Please continue the court opinion on the pleading standard, picking up after its final heading.

:: EXCERPT ::

A pleading need only contain “a short and plain statement of the claim showing that the pleader is entitled to relief.” Fed.R.Civ.P. 8(a)(2). “[T]he pleading standard Rule 8 . . . does not require detailed factual allegations, but it demands more than an unadorned, the-defendant-unlawfully-harmed-me accusation.” Ashcroft v. Iqbal, 556 U.S. 662, 678 (2009) (quotation omitted). A plaintiff must articulate “enough facts to state a claim to relief that is plausible on its face.” Bell Atl. Corp. v. Twombly, 550 U.S. 544, 570 (2007). A court assumes the truth of “well-pleaded factual allegations” and “reasonable inference[s]” therefrom. Nat'l Rifle Ass'n of Am. v. Vullo, 602 U.S. 175, 181 (2024) (quoting Ashcroft, 566 U.S. at 678-79). A court ruling on a motion to dismiss must accept the factual allegations as true, “even if they are subject to dispute.” Devengoechea v. Bolivarian Republic of Venezuela, 889 F.3d 1213, 1220 (11th Cir. 2018) (internal citation and quotation omitted). “A claim has facial plausibility when the plaintiff pleads factual content that allows the court to draw the reasonable inference that the defendant is liable for the misconduct alleged.” Iqbal, 556 U.S. at 678. “The plausibility standard is not akin to a ‘probability requirement,' but it asks for more than a sheer possibility that a defendant has acted unlawfully.” Id.

Yet, where the allegations “possess enough heft” to suggest a plausible entitlement to relief, the case may proceed. See Twombly, 550 U.S. at 557. “[T]he standard ‘simply calls for enough fact to raise a reasonable expectation that discovery will reveal evidence' of the required element.” Rivell v. Private Health Care Sys., Inc., 520 F.3d 1308, 1309 (11th Cir. 2008). “And, of course, a well-pleaded complaint may proceed even if it strikes a savvy judge that actual proof of those facts is improbable, and ‘that a recovery is very remote and unlikely.'” Twombly, 550 U.S. at 556.

ANALYSIS

I. Declaratory Judgment that the Policy is Void from its Inception (Count I)

:::
:: DATASET EXCERPT ::

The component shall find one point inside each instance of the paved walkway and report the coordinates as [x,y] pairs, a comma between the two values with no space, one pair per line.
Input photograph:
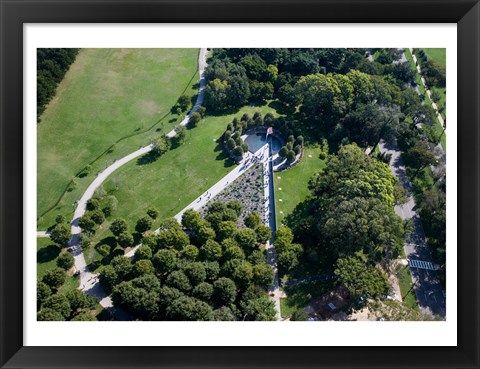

:::

- **REPLY**
Williams argues this Declaratory Judgment action should be dismissed because the Settlement Agreement-whereby Captain Joe's released Great Lakes from all liability under the policy and agreed that the policy would be void from its inception-is not binding on her. [ECF No. 36 at 4]. This question, however, is not suitable for disposition on a motion to dismiss. “The only relevant inquiry in a motion to dismiss a declaratory judgment action is whether or not the plaintiff is entitled to a declaration of rights.” Brodsky v. USAA Gen. Indem. Co., No. 19-62860, 2020 WL 231189, at *2 (S.D. Fla. Jan. 15, 2020) (citation omitted); Tobon v. Am. Sec. Ins. Co., 06-61912-CIV-SEITZ, 2007 WL 1796250, at *2 (S.D. Fla. June 20, 2007) (“An order on a motion to dismiss a petition for declaratory judgment should not reach the merits of the suit, but should only determine the question of whether or not the plaintiff is entitled to a declaration of rights.”). Williams' question, in effect, asks the Court to reach the merits of the claim. In other words, if this Court finds that that the policy is indeed void from its inception, that decision would affect whether the Settlement Agreement is legally binding on her.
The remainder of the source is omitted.